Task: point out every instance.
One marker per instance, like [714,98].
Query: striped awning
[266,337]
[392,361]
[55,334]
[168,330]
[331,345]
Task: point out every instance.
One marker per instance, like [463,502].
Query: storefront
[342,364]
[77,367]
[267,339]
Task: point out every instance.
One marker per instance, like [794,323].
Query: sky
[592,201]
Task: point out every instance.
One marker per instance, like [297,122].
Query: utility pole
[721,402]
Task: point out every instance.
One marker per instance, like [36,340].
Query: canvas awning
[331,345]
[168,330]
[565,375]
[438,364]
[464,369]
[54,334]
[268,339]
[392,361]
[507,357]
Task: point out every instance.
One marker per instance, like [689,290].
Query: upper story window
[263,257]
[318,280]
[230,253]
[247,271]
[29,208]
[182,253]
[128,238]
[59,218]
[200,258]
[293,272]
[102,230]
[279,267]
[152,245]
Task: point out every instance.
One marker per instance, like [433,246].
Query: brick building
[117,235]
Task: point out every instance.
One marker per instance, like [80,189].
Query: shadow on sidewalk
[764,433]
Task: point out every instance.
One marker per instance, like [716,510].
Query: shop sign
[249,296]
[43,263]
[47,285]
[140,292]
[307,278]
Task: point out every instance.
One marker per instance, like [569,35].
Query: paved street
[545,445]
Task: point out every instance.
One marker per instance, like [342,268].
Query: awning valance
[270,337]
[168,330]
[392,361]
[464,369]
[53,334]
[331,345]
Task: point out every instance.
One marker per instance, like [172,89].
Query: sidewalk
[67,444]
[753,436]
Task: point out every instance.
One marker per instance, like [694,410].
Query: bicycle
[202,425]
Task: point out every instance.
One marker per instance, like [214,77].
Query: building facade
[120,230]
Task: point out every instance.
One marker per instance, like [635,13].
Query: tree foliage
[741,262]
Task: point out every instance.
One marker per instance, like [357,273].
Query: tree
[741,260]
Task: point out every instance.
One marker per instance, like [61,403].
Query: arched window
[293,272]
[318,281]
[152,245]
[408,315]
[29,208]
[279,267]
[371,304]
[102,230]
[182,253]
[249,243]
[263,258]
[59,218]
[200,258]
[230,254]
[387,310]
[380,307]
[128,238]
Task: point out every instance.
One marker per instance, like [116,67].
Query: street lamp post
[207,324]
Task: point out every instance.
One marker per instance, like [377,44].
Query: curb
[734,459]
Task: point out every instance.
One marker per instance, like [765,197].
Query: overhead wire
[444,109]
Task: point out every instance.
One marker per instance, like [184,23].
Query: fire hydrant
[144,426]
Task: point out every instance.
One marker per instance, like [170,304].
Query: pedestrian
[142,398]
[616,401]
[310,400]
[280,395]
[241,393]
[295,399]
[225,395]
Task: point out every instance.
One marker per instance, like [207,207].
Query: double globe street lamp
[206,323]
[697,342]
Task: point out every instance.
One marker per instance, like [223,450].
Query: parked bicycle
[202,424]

※ ※ ※

> **Stated goal**:
Copy the data above exactly. Every line must be included.

> **Exercise answer**:
Task: point out every instance.
One marker per instance, like [714,98].
Query: striped awning
[266,337]
[392,361]
[55,334]
[168,330]
[331,345]
Task: point out every instance.
One marker per instance, like [463,502].
Query: storefront
[342,364]
[77,367]
[267,339]
Task: point out every instance.
One marker per instance, like [794,323].
Query: sky
[592,201]
Task: point out every instance.
One marker per instance, like [297,122].
Query: utility pole
[721,402]
Task: point out every instance.
One marker per instance, like [36,340].
Query: canvas awning
[331,345]
[168,330]
[565,375]
[438,364]
[464,369]
[54,334]
[268,339]
[392,361]
[507,357]
Task: point out every instance.
One marker per instance, like [689,290].
Query: upper story window
[263,257]
[318,280]
[230,253]
[247,271]
[29,208]
[182,253]
[128,238]
[59,218]
[200,258]
[293,272]
[102,230]
[279,267]
[152,245]
Task: point out every instance.
One marker per instance, like [433,246].
Query: brick building
[117,235]
Task: point out every instance.
One marker per instance, like [80,189].
Query: shadow on sidewalk
[764,433]
Task: point out every instance.
One marker per instance, like [716,510].
Query: shop sign
[249,296]
[43,263]
[47,285]
[140,292]
[307,278]
Task: point out every instance.
One marker per instance, like [569,35].
Query: paved street
[545,445]
Task: point out every instance.
One marker per instance, like [342,268].
Query: awning valance
[270,337]
[168,330]
[392,361]
[464,369]
[53,334]
[331,345]
Task: point out every instance.
One marker per instance, like [172,89].
Query: sidewalk
[67,444]
[753,436]
Task: point out every instance.
One marker per instance, like [694,410].
Query: bicycle
[202,425]
Task: point out every instance.
One marker per instance, like [214,77].
Query: building facade
[120,230]
Task: point out every instance.
One marker per instance, like [635,13].
Query: tree foliage
[741,262]
Task: point out every instance.
One marker per instance, like [357,273].
Query: tree
[741,260]
Task: point out every instance.
One marker per instance, like [61,403].
Query: arched window
[293,272]
[318,281]
[152,245]
[408,315]
[29,208]
[279,267]
[371,304]
[102,230]
[182,253]
[249,243]
[263,258]
[59,218]
[200,258]
[230,254]
[387,310]
[380,307]
[128,238]
Task: point out every instance.
One marker per instance, like [116,67].
Query: street lamp post
[207,324]
Task: point out every instance.
One marker per instance, like [377,44].
Query: curb
[734,459]
Task: point out every instance.
One marker per instance, like [765,197].
Query: overhead wire
[444,109]
Task: point out every instance.
One marker per instance, like [184,23].
Query: fire hydrant
[144,426]
Task: point out every instance.
One marker per instance, like [170,304].
Query: pedestrian
[142,398]
[616,401]
[310,400]
[280,395]
[241,393]
[295,399]
[225,395]
Task: point out every instance.
One marker per instance, like [207,207].
Query: double globe street lamp
[206,323]
[697,342]
Task: point out every instance.
One marker per instance, like [223,450].
Query: parked bicycle
[202,424]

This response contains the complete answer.